* RECORDS TO USE:
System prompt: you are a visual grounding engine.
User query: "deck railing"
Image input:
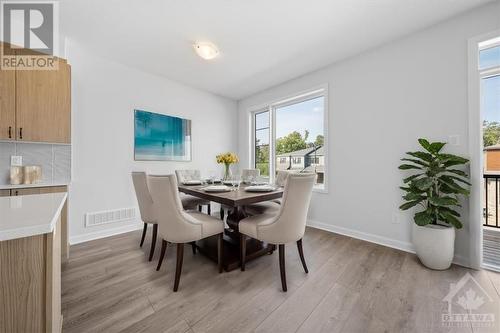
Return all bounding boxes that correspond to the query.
[483,174,500,228]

* PROBLEM:
Rewrite the rows above with "deck railing" swapped for "porch railing" and everything else left unchanged. Leave the pictures out of your version.

* COMPLETED EXERCISE:
System prompt: you are a visual grounding engine.
User query: "porch railing"
Image input:
Return all bounding boxes that correspond to the query.
[483,174,500,228]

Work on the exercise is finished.